● **TASK**: Within the material below, filter for lines that hold the word "shirt".

● **RECORDS FOR THE TASK**:
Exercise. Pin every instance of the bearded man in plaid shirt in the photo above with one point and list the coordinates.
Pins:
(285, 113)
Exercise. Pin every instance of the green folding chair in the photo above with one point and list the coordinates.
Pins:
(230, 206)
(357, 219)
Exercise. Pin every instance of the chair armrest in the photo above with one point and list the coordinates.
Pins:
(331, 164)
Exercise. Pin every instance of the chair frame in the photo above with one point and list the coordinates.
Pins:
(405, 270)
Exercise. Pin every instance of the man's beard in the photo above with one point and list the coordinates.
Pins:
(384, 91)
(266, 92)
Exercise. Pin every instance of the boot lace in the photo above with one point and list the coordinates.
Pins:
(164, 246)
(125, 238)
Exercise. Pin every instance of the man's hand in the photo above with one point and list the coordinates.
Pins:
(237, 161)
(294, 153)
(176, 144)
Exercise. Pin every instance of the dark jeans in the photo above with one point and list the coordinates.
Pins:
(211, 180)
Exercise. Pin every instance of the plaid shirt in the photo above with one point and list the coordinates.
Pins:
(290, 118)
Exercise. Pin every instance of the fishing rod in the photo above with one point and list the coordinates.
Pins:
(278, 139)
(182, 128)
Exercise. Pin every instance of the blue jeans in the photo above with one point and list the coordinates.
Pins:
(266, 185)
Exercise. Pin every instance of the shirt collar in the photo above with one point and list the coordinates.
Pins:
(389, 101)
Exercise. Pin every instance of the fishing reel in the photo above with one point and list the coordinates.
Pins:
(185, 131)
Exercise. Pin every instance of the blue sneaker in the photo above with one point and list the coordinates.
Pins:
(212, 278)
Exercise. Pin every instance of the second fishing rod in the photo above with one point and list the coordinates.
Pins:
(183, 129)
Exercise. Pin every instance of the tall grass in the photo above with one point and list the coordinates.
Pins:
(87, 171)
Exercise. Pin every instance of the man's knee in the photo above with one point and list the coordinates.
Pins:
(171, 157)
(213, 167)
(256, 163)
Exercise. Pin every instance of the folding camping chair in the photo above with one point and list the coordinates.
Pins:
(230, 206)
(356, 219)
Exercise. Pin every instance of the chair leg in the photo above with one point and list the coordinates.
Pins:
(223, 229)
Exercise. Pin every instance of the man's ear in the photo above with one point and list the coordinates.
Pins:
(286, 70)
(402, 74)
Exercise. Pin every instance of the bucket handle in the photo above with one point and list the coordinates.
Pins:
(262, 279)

● **ANSWER BOX**:
Exercise. Pin every instance of the bearded man in plaid shirt in the photo above with one point and list the coordinates.
Exercise. Pin every instance of the plaid shirt in the photo above with one point and list the coordinates.
Exercise. Pin every instance of the shirt collar in the photo above with one point and list the coordinates.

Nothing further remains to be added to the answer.